SOURCE EXTRACT
* * * *
I have a data frame with a lot of columns. But one column has values/lists that look like this:
df =
val1
---------------
0 ["hej", "hello"]
1 ["mus", "mouse"]
2 ["hest", "horse"]
3 ["hello", "hej"]
4 ["mouse", "mus"]
If I just do:
df.drop_duplicates(subset=["val1"], keep="first")
Nothing will get dropped in this case. However, in my case ["hej", "hello"]
is the same as ["hello", "hej"]
and ["mus", "mouse"]
is the same as ["mouse", "mus"]
. So in this case it should just keep ["hej", "hello"]
and ["mus", "mouse"]
, ending up with a data frame with the rows:
df_final =
val1
---------------
0 ["hej", "hello"]
1 ["mus", "mouse"]
2 ["hest", "horse"]
Is there any way to accomplish this?
CodePudding user response:
convert to frozenset
and use duplicated
for boolean indexing:
df_final = df[~df['val1'].apply(frozenset).duplicated()]
Or, if there are duplicated values and the number matters, use a Counter
:
from collections import Counter
df_final = df[~df['val1'].apply(Counter).duplicated()]
Output:
val1
0 [hej, hello]
1 [mus, mouse]
2 [hest, horse]
Difference of the two approaches:
# input
val1
0 [hej, hello]
1 [mus, mouse]
2 [hest, horse]
3 [hello, hej]
4 [mouse, mus]
5 [mouse, mus, mus] # two rows with duplicated items
6 [mus, mouse, mus] #
# output with frozenset
val1
0 [hej, hello]
1 [mus, mouse]
2 [hest, horse]
# output with Counter
val1
0 [hej, hello]
1 [mus, mouse]
2 [hest, horse]
5 [mouse, mus, mus] # this one has 2 "mus"
* * * *
WHAT IS BEING ASKED
From the thread on dropping duplicate lists in pandas, return everything from "Nothing will get" down to "to accomplish this?", copied word for word. The data on this page is not needed for the exercise.

COLLECTED DATA
* * * *
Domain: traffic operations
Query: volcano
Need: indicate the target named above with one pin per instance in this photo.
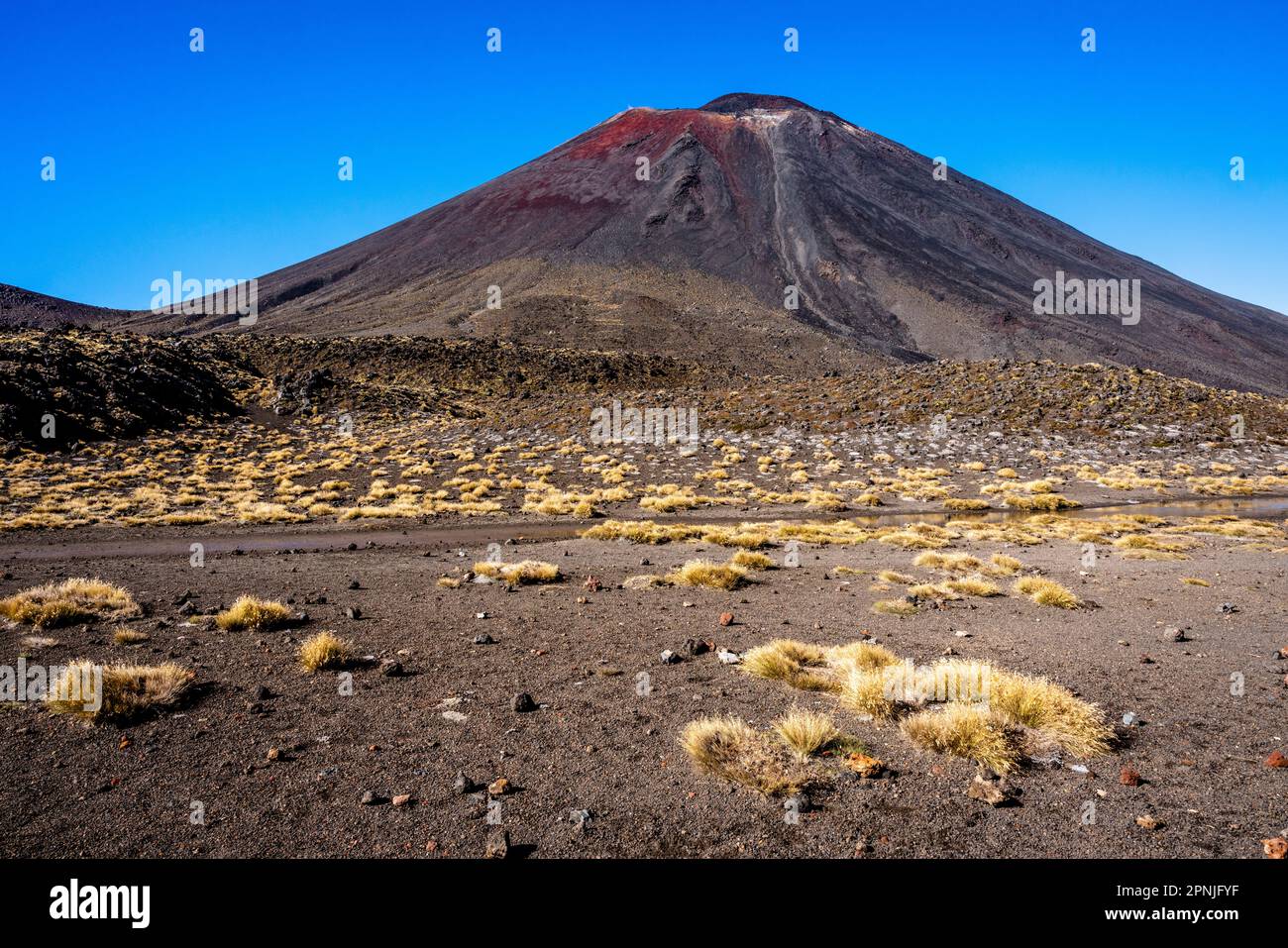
* * * *
REPLY TO THE TASK
Nothing will get dropped in this case. However, in my case ["hej", "hello"]
is the same as ["hello", "hej"]
and ["mus", "mouse"]
is the same as ["mouse", "mus"]
. So in this case it should just keep ["hej", "hello"]
and ["mus", "mouse"]
, ending up with a data frame with the rows:
df_final =
val1
---------------
0 ["hej", "hello"]
1 ["mus", "mouse"]
2 ["hest", "horse"]
Is there any way to accomplish this?